▶ [Challenge]:
Carry on the forum thread about enclosing usable space under stairs per IBC 2006 section 1009.5.3, beginning right after its final sentence.

# Enclosure under stairs 1009.5.3  (IBC 2006)



## Leo (Sep 8, 2011)

I have a two story type V-B construction building with B-occupancy.

I am allowed unenclosed stairs.

I have one unenclosed stairway in U-shape.

I have a storage area under one run of stairs and under the stair mid-level landing.

the next run passed over two adjacent small offices.

I have the storage area with 1-hour rated walls with fire rated doors.

The stair soffit under the mid-level landing is similar to a floor/ceiling assembly so is easy to rate for 1-hour.

The reviewer does not agree with just applying two layes 5/8 type x board to the bottom of the stairs as this

is not a the same as a floor/ceiling assembly. E.g. I need to double up with 2x4 framing, osb or ply on top with 2 layes type 'x' board.

A little difficult to construct with the osb or ply on top but is is doable. (although not necessary in my view)

In addition the reviewer wants to fire rate the walls and ceilings of the two adjacent offices because one run of the stairs crosses these two rooms. The Code Commentary specifically mentions that the concern is regarding storage under the stairs. The code also mentions "useable space" under stairs. I believe what the reviewer is requesting is not the intend of this code requirement.

▶ [Listed entries]:
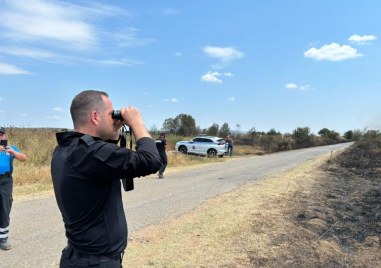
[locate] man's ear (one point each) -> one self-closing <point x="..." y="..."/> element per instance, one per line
<point x="94" y="117"/>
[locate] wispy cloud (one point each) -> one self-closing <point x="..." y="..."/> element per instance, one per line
<point x="171" y="100"/>
<point x="332" y="52"/>
<point x="58" y="109"/>
<point x="128" y="38"/>
<point x="57" y="31"/>
<point x="53" y="117"/>
<point x="11" y="69"/>
<point x="28" y="53"/>
<point x="225" y="55"/>
<point x="212" y="77"/>
<point x="48" y="21"/>
<point x="295" y="86"/>
<point x="171" y="11"/>
<point x="362" y="39"/>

▶ [Response to the exercise]:
Imagine a small section of stairs crossing a large office area, you would have to rate all the walls, ceilings and doors?

Also, if I have within the fire rated wall of the storage area a wood post (4x6) to support the stair opening trimmers.

Of course the reviewer classifies these as columns and need to be independently rated from the wall.

E.g. I need to wrap the posts.....note: there is no tested system for wood column fire rating.


----------



## Codegeek (Sep 8, 2011)

Have you tried utilizing Table 721.2.1.4(2) which assigns a time for materials?  Two layers of 5/8 Type X gets you 80 minutes according to the Table.

The code language says "enclosures under stairways".  Technically if the offices are under the stairs the reviewer has an argument.  I believe the intent is to protect any adjacent areas from the potential that multiple combustibles create when piled into a storage area.


----------



## Leo (Sep 8, 2011)

Correct me if I am wrong, but I think Table 721.2.1.4(2) applies to wall finishes applied to cast in place or precast concrete walls.

Table 721.6.2(1) is similar, but only applies to walls where framing members are at 16" o.c.

Using this table for floor/ceiling assemblies requires an upper membrane.

And if you have a column (wood post) within a caculated rated wall assembly, do you still require individual "wrapping" fire rating of this column?

You mentioned yourself that the intent is to protect from cumbustibles piled in storage, these two areas in question are offices.

The other staiway is in small lobby area that leads into a corrodor....the reviewer did not ask me to rate this small lobby and corridor because for obvious reasons it is not intended for storage.


----------



## Codegeek (Sep 8, 2011)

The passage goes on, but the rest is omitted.